Data for the task:
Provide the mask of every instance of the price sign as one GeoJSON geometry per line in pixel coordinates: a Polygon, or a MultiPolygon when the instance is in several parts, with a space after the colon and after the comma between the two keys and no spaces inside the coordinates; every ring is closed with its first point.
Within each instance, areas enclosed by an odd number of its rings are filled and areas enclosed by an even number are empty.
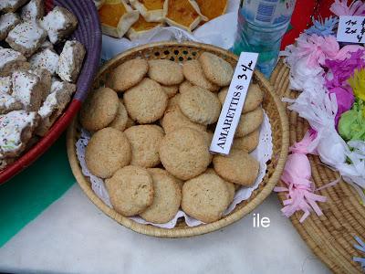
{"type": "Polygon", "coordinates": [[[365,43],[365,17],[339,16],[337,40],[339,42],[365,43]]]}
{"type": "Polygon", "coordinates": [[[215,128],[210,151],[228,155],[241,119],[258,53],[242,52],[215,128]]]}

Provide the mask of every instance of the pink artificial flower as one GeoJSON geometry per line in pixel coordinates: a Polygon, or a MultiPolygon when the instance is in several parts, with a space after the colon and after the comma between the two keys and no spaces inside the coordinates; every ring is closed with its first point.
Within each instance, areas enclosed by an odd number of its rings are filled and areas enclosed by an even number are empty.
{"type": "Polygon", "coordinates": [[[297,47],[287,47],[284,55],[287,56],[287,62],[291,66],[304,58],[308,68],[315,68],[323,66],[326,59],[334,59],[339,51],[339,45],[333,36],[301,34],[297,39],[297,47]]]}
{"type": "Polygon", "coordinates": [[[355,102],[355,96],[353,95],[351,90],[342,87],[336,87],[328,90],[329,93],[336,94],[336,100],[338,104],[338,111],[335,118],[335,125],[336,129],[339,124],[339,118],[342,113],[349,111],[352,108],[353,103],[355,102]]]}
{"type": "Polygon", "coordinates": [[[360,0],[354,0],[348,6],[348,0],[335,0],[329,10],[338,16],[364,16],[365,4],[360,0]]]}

Prompt: Return all of the rows above line for line, unchanged, with the pictures left out.

Worked answer:
Provide the mask of every instance of the price sign as one GeoJSON geometry per line in pixel coordinates: a Polygon, or a MultiPolygon when the instance is in several parts, with a space after the colon and after the comma between the two keys and no spaces inside the coordinates; every ring is closed with its first point.
Within each instance, areas enclosed by an odd number of its rings are filled and areas enclosed by an even number are empty.
{"type": "Polygon", "coordinates": [[[365,43],[365,17],[339,16],[337,40],[339,42],[365,43]]]}
{"type": "Polygon", "coordinates": [[[215,128],[210,151],[228,155],[241,119],[258,53],[242,52],[215,128]]]}

Provide the mask of every instance of the pink artificial flower as one GeoJSON geometry per line in pixel coordinates: a Polygon, or a MultiPolygon when the instance is in several parts, with a space after the colon and after the comma between the two keys and no spaces inside the coordinates; every ring is closed with its first point.
Within each instance, areas enclosed by an odd number of its rings are filled and areas enclosed by an even number are empty.
{"type": "Polygon", "coordinates": [[[297,47],[287,47],[284,55],[287,56],[287,62],[291,66],[304,58],[308,68],[315,68],[323,66],[326,59],[334,59],[339,51],[339,45],[333,36],[301,34],[297,39],[297,47]]]}
{"type": "Polygon", "coordinates": [[[355,102],[355,96],[353,95],[351,90],[342,87],[336,87],[328,90],[329,93],[336,94],[336,100],[338,104],[338,111],[335,118],[335,125],[336,129],[339,124],[339,118],[342,113],[349,111],[352,108],[353,103],[355,102]]]}
{"type": "Polygon", "coordinates": [[[360,0],[354,0],[348,6],[348,0],[335,0],[329,10],[338,16],[364,16],[365,4],[360,0]]]}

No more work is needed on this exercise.